=== Problems to solve ===
1 – In the Metaballarium text, translate this sentence into Spanish: "As the sea level rises, the land area submerged in water increases."
2 – Answer these questions from the Metaballarium text:
(a) About how much may the sea level rise if the Greenland ice sheet melts completely?
(b) By the year 2500, how much sea level rise can Antarctica's ice sheet alone contribute?
(c) For what projected period could the aquatic habitat serve as a refuge for climate refugees?
3 – Write out a passage from the Metaballarium text word for word, beginning at the words "Project description" and stopping after "into the future.".

=== Text excerpt ===
***
The Metaballarium

Project idea

Human activities increase the concentration of carbon dioxide gas in the atmosphere. An increase in the concentration of carbon dioxide gas causes an increase in the global mean temperature, and it causes the melting of glaciers and ice caps, leading to sea level rise. It is estimated that if the Greenland ice sheet melts completely, the sea level may rise about 6 m, while the melting of the Antarctic ice sheet may cause a sea level rise of about 60 m. It is estimated that Antarctica's ice sheet alone can contribute more than a meter of sea level rise by the year 2100 and more than 15 m by the year 2500. As the sea level rises, the land area submerged in water increases. Due to the decrease in the inhabitable land area, the carrying capacity of the human population declines. Plus an irreparable increase in human population brings out the necessity of new living spaces across the world. It is imperative for humanity to prepare for these looming challenges and potential future scenarios. Failure to devise suitable solutions could result in catastrophic consequences for future generations, including the loss of the planet’s last habitable spaces.

Project description

The designer aims to establish a forward-thinking architectural paradigm, harnessing the transformative power of water, to envision a habitat for human life deep within the ocean. This innovative lifestyle not only shields humans from environmental hazards but also opens up boundless opportunities to explore marine ecosystems. The designer has endeavored to construct an aquatic habitat that could serve as a refuge for climate refugees for a projected period of 50 to 200 years into the future.
***
=== Dataset entries ===
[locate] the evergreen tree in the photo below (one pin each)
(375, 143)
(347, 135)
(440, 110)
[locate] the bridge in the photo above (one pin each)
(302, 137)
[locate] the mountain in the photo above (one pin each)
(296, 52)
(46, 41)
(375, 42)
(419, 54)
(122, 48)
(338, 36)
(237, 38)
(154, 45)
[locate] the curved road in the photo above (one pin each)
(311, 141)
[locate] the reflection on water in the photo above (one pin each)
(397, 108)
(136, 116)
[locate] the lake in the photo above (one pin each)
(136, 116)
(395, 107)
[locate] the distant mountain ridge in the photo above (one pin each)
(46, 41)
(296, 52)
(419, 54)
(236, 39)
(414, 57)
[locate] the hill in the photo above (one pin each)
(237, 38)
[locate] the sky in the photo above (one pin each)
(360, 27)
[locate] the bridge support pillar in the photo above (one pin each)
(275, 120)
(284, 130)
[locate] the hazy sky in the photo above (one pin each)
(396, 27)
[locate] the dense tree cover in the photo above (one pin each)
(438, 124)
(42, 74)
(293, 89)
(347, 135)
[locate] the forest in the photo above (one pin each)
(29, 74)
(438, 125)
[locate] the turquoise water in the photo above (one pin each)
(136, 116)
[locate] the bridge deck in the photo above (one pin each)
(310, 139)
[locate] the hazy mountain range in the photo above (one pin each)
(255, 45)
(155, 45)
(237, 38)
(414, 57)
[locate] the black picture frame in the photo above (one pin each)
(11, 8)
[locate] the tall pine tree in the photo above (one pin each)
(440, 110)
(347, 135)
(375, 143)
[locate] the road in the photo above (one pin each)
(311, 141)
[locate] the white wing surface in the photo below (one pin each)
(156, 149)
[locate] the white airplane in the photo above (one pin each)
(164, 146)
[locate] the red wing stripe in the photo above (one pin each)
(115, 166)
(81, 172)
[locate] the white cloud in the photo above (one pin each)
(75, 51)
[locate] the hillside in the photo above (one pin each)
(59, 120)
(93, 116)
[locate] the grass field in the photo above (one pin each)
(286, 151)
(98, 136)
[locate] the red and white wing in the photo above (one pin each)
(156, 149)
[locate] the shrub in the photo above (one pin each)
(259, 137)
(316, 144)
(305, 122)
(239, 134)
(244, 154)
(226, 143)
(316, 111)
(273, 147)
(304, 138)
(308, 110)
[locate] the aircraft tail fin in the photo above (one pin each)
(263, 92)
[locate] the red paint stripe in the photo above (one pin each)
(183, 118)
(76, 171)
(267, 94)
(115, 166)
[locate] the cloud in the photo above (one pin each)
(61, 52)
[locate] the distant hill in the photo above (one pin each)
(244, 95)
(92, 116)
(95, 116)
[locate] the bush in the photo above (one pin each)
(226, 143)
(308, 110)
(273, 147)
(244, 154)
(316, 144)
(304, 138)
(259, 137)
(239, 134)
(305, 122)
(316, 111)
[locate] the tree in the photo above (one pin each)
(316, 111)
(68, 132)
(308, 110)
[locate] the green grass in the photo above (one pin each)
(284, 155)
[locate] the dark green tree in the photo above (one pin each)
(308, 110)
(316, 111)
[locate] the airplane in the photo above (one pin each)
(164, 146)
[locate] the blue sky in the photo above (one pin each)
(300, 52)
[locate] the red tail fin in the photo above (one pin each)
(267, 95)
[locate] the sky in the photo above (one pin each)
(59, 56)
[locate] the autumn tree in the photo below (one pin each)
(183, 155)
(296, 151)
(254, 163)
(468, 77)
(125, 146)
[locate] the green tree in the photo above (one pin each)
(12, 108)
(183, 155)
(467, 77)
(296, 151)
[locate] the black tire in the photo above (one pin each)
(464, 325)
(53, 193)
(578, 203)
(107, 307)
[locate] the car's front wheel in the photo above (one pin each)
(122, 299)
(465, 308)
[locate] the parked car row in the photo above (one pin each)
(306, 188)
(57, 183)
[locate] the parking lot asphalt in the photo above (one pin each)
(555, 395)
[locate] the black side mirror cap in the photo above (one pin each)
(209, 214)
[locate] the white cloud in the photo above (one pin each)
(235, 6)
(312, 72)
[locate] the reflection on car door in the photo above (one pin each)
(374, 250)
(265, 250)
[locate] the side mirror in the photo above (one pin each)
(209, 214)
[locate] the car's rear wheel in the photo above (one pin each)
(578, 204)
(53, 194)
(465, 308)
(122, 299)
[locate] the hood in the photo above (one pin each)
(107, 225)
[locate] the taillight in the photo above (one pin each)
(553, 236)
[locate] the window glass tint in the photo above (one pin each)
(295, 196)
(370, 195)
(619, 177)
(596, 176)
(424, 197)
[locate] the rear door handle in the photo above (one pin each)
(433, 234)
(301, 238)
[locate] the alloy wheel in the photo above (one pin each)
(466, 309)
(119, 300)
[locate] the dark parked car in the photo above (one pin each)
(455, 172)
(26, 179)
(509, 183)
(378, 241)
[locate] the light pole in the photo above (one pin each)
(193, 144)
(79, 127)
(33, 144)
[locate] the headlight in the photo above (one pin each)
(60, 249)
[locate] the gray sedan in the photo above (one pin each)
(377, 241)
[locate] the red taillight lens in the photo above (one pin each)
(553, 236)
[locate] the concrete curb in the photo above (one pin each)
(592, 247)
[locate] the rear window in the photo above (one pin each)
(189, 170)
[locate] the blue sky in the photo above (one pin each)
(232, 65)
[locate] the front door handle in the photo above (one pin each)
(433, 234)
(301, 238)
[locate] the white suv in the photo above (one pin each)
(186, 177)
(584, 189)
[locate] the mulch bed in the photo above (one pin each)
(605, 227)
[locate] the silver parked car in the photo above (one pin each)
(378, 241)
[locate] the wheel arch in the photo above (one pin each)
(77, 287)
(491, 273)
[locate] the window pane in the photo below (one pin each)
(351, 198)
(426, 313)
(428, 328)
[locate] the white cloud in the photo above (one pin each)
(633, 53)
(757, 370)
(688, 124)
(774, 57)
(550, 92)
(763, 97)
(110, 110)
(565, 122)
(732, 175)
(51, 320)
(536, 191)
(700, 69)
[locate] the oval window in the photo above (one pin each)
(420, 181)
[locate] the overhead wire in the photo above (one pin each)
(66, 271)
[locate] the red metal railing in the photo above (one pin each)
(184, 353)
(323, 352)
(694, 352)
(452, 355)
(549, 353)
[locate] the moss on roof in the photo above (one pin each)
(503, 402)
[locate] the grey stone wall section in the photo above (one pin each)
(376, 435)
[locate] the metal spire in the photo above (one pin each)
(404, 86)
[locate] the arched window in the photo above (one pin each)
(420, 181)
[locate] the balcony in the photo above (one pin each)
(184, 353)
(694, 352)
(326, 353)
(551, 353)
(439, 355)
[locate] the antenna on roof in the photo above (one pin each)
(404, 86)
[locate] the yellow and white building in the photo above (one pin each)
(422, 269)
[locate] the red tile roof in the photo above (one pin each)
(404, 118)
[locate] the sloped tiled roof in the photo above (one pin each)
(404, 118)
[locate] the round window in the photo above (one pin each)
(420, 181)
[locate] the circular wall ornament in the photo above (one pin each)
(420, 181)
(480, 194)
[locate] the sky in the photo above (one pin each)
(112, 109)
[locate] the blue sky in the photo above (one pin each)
***
=== Responses to the tasks ===
1 – A medida que sube el nivel del mar, aumenta la superficie de tierra sumergida en el agua.

2 –
(a) About 6 m.
(b) More than 15 m.
(c) 50 to 200 years into the future.

3 –
Project description

The designer aims to establish a forward-thinking architectural paradigm, harnessing the transformative power of water, to envision a habitat for human life deep within the ocean. This innovative lifestyle not only shields humans from environmental hazards but also opens up boundless opportunities to explore marine ecosystems. The designer has endeavored to construct an aquatic habitat that could serve as a refuge for climate refugees for a projected period of 50 to 200 years into the future.